* [Text shown]:
┄┄┄┄┄┄
A new mural celebrating Manchester icons has just been completed at Joseph Holt pub The Grafton Arms, off Oxford Road.  

Alongside footballers and musicians, the striking artwork features some of the city’s most famous sons and daughters, including suffragette Emmeline Pankhurst, mathematician and legendary code breaker Alan Turing, comedian Victoria Wood and anti-racism campaigner  Louise Da-Cocodia.

And now landlady Sarah Jones, who  commissioned the work, has extended an open invitation to the famous faces still with us to come and enjoy a drink at the pub.

“I’d love it if Liam, Noel, Marcus, Steve Coogan or any of those other famous faces on our wall would come in and have a drink with us,” she said.

“To see how we’ve immortalised some of the great talent which has come from this great city.”

However, Sarah wants her pub to be a place where not only past and present talent is celebrated but where great names of the future can be nurtured, too.

“I wanted a mural featuring lots of the legendary figures born or raised in Manchester so that  people who come to our pub  would feel like they were in our city. That they couldn’t be anywhere else.
┄┄┄┄┄┄
* [Written tasks]:
A - Could you copy the article about the Grafton Arms mural from "Alongside footballers and" up to and including "be nurtured, too.", swapping in "owner" wherever "landlady" appears?
B - Can you extend the article about the Grafton Arms mural, carrying on from its last sentence?
The lines after the article about the Grafton Arms mural are separate material with no link to it.

Entries from a point annotation set:
┄┄┄┄┄┄
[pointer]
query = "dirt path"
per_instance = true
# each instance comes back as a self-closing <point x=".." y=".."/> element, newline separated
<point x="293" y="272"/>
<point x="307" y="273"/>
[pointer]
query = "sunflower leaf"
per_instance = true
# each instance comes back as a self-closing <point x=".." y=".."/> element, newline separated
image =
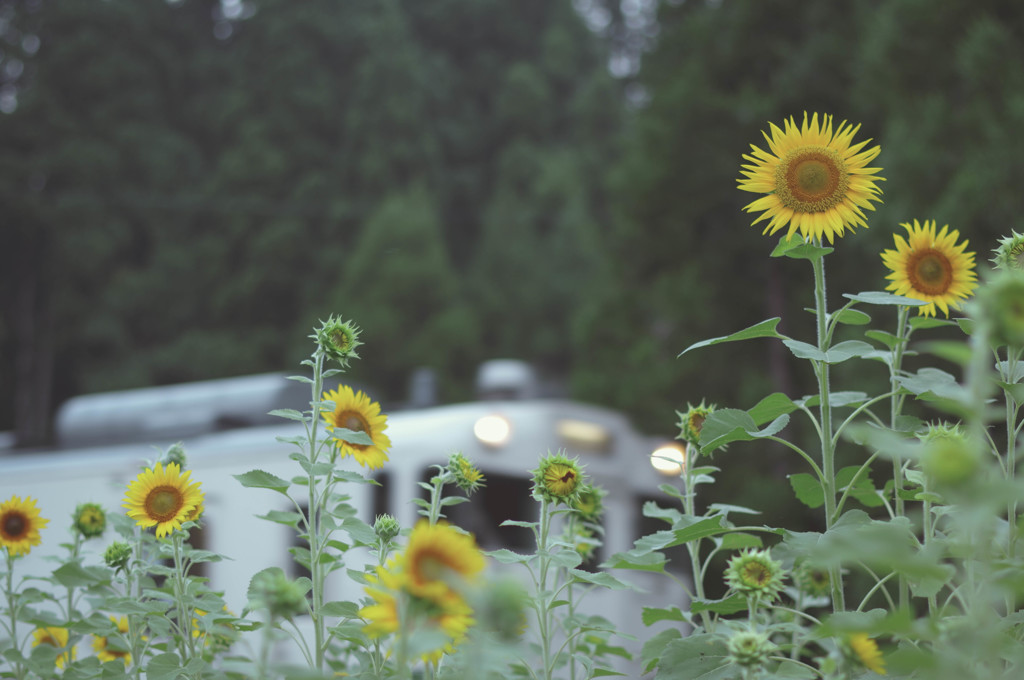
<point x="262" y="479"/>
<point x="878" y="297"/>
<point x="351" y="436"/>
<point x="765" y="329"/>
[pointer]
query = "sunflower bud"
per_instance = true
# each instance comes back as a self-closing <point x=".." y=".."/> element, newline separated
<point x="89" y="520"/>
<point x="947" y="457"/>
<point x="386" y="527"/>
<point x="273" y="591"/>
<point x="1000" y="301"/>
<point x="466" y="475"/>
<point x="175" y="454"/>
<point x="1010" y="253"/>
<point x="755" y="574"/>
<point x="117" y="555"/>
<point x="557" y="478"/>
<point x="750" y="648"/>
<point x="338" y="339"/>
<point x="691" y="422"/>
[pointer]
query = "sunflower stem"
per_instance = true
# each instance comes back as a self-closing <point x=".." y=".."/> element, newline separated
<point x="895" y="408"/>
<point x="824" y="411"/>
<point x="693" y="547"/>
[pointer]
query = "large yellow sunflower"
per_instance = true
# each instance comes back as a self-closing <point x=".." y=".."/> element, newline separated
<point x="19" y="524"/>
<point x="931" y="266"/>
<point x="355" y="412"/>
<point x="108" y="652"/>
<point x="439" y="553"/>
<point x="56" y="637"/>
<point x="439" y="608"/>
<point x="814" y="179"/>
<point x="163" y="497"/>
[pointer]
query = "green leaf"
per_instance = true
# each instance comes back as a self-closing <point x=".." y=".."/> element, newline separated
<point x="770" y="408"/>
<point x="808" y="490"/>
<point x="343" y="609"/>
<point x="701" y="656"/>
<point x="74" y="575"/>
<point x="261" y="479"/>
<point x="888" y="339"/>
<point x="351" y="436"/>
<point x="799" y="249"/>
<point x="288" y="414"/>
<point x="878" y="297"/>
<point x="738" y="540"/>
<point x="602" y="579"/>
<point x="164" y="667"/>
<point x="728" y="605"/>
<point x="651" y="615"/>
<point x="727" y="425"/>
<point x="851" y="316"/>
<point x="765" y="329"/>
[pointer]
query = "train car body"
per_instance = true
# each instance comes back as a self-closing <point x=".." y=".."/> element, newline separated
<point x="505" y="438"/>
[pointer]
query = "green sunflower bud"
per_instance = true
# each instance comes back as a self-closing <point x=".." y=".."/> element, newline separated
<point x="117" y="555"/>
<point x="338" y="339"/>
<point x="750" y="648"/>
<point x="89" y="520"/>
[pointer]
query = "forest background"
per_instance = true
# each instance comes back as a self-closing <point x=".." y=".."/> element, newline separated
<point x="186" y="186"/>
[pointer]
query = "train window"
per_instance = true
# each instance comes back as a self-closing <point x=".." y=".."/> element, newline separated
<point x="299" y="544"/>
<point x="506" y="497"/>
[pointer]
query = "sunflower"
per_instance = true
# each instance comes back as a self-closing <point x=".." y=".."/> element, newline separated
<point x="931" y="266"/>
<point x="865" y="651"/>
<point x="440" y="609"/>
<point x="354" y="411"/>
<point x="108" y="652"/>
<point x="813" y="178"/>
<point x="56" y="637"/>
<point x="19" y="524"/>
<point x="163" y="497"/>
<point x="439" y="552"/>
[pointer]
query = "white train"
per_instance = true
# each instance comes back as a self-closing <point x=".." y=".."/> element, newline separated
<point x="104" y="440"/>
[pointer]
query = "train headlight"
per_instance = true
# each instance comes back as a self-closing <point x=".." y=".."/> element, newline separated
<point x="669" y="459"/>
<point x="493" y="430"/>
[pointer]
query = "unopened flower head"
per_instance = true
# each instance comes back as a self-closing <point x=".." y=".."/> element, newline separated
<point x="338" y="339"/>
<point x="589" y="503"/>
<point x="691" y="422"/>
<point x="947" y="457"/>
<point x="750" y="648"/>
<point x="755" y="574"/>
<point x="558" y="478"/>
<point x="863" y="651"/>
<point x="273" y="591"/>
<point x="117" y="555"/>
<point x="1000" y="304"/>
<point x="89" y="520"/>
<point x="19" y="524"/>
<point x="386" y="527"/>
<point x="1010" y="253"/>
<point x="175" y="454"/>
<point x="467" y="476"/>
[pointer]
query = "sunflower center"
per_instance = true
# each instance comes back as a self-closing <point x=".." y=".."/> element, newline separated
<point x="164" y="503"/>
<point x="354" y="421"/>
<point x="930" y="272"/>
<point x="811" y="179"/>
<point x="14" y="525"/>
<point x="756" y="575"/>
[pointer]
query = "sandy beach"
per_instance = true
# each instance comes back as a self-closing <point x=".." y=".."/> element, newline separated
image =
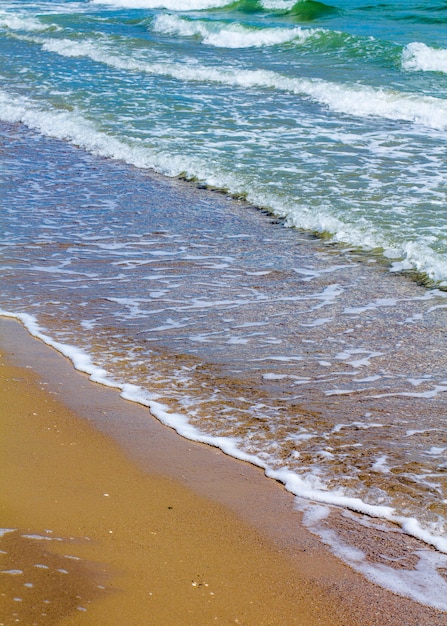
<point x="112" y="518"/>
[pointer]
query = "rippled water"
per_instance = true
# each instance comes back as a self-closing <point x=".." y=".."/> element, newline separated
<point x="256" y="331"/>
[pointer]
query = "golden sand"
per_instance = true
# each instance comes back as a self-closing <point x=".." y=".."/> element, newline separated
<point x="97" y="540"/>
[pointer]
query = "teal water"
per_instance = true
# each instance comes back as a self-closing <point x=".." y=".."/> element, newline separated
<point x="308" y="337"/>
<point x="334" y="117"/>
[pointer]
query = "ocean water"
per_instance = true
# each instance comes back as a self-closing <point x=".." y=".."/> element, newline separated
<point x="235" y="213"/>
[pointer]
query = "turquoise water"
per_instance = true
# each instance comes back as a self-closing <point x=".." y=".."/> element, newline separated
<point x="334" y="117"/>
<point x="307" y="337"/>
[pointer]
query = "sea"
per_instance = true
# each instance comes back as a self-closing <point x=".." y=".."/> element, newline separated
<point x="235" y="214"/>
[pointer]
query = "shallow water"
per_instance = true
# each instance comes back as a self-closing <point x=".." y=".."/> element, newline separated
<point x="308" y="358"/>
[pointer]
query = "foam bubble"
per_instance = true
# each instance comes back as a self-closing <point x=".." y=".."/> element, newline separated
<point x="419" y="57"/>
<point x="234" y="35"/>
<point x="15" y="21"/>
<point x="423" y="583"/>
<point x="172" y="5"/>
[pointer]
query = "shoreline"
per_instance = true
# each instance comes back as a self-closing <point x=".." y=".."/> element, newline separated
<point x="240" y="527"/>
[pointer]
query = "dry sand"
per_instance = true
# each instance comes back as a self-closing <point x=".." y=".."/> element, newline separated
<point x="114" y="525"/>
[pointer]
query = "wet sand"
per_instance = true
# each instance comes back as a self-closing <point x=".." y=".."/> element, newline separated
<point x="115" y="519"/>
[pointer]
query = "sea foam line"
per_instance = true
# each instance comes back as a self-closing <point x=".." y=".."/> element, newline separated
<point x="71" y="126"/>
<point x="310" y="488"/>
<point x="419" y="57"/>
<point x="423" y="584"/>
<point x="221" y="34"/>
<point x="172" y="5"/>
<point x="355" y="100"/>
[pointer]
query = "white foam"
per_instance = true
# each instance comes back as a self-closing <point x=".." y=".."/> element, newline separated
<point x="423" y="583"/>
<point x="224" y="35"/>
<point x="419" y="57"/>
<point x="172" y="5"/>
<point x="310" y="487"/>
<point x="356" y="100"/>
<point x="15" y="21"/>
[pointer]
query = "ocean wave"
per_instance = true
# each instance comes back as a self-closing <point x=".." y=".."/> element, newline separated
┄┄┄┄┄┄
* [Answers to the exercises]:
A -
Alongside footballers and musicians, the striking artwork features some of the city’s most famous sons and daughters, including suffragette Emmeline Pankhurst, mathematician and legendary code breaker Alan Turing, comedian Victoria Wood and anti-racism campaigner  Louise Da-Cocodia.

And now owner Sarah Jones, who  commissioned the work, has extended an open invitation to the famous faces still with us to come and enjoy a drink at the pub.

“I’d love it if Liam, Noel, Marcus, Steve Coogan or any of those other famous faces on our wall would come in and have a drink with us,” she said.

“To see how we’ve immortalised some of the great talent which has come from this great city.”

However, Sarah wants her pub to be a place where not only past and present talent is celebrated but where great names of the future can be nurtured, too.

B -
“I wanted them to feel the vibrancy and history of our city and its people – which is very much the ethos of Joseph Holt, a brewery with such a strong sense of history

“But I want the Grafton Arms to also be a place for future talent to find an outlet, too. Not least because Manchester has always had such a fantastic music scene. 

“My plan is for the Grafton Arms to be the successor to, say, the Hacienda. A place people can come knowing they’ll hear wonderful new artists.  

“I want to see people queuing round the building to get in.

“On the other hand I also want it to be a pub where everyone, whatever their background, can feel  safe and supported.”

The Grafton Arms already runs a range of events to showcase new talent.   

These include  Jammin’ Thursday – where strangers can randomly sing or play together – and  ‘open mic’ nights, which gives unsigned acts a platform for their work. 

The pub recently held the first of two ‘Grafton-bury’ live music events  – the second will take place on September 23rd and 24th.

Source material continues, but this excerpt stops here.